• **Selected passage**:
------------------------------------

Today, it's the same, but we are in lockdown.


I'm sitting in my tv room, looking through the window.


The same place where I was sitting back then and with the same amount of clothes

It's cloudy, and raindrops are splashing on the window. The mountain villages far in the distance and the buildings around my flat seem nearer today.


It reminds me the words of my favorite singer - Alexandra:


Grau zieht der Nebel. Durch die menschenleere Stadt ("The gray fog moves through the deserted city.)

13 years later, she's still one of my favorite singers

A screenshot of her playlist from my computer
A screenshot of her playlist from my computer

The sky, the earth, and the city all seem to blend together. I long for warmer times, but I realize that a gray day is probably perfect for my first blog post.


It takes a lot of nerve to think that my life can be of any interest to strangers. Sure, I'd like to believe that I'm unique and that I've so much to offer to the world.


The truth of the matter is the exact opposite.


Like you, I live and struggle to exist in an ever-changing world, and one day I'll die without even achieving the bare minimum of what I'd hoped for.


So, why do I even tire you with my thoughts?


Despite the above, I believe that my life and how I grew up will convince you that I am special, unique, and have achieved a lot.


I'm sure that if you can't be convinced of the above, then at least, I have managed to convince you that I'm arrogant beyond imagination but also honest.


I promise to provide a lot of both attributes in the months to come.


I broke that promise because this was the first and only article


I don't do shame.


I carry the crown of my gayness with pride. It's not a crown made of thorns like Jesus wore, nor is it the yellow Star of David from the Holocaust. It is a beautiful bouquet that I take with me everywhere I go.


This colorful bouquet symbolizes my honesty.


As for my arrogance, well, I don't do "nice," I am not "politically correct," and I bite.


So, be warned.


If you decide to follow this blog, I promise you will be mad at me many times, but I also promise that my words and sharp thoughts will make you think once or twice of truths you held eternal before.


I would definitely not write that last paragraph today.

------------------------------------

• **Your tasks**:
1. Decide whether each statement agrees with the blog post, and answer yes or no while quoting the deciding words: (a) the writer is sitting in the tv room while writing; (b) the writer went on to publish many more articles; (c) the writer describes the crown as one made of thorns.
2. Write out the part of the blog post from "So, why do I" to "achieved a lot.", substituting "remarkable" for "special".
3. Which singer does the blog post name as the writer's favorite?

------------------------------------

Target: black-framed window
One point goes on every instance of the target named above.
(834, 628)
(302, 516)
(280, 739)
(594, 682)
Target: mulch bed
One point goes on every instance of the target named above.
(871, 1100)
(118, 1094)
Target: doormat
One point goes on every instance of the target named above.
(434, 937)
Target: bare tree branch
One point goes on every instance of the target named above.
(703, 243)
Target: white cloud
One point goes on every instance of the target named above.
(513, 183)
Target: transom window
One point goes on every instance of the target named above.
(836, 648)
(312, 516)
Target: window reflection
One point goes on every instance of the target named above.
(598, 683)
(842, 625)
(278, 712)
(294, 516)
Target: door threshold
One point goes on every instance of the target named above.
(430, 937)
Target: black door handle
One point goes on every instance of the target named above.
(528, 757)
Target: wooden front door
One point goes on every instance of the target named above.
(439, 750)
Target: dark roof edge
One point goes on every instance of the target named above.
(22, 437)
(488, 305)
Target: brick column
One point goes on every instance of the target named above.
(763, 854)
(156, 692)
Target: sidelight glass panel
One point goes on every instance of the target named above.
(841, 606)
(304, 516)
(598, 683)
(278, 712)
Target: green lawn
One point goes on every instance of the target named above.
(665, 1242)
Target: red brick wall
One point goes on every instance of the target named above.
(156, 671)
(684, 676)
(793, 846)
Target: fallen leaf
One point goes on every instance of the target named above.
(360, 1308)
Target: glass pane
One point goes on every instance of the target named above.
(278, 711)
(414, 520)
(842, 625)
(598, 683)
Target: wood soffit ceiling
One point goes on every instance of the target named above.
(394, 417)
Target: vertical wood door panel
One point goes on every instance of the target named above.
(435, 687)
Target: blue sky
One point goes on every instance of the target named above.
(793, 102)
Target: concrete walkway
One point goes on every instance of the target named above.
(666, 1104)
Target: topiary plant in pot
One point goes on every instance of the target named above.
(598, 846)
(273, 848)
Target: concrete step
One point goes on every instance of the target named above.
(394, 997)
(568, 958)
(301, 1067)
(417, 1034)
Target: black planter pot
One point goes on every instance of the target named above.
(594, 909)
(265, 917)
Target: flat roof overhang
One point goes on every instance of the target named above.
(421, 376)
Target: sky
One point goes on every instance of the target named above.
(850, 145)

------------------------------------

• **Results by task**:
1.
(a) Yes: "I'm sitting in my tv room, looking through the window."
(b) No: "this was the first and only article"
(c) No: "It's not a crown made of thorns like Jesus wore"

2.
So, why do I even tire you with my thoughts?


Despite the above, I believe that my life and how I grew up will convince you that I am remarkable, unique, and have achieved a lot.

3. Alexandra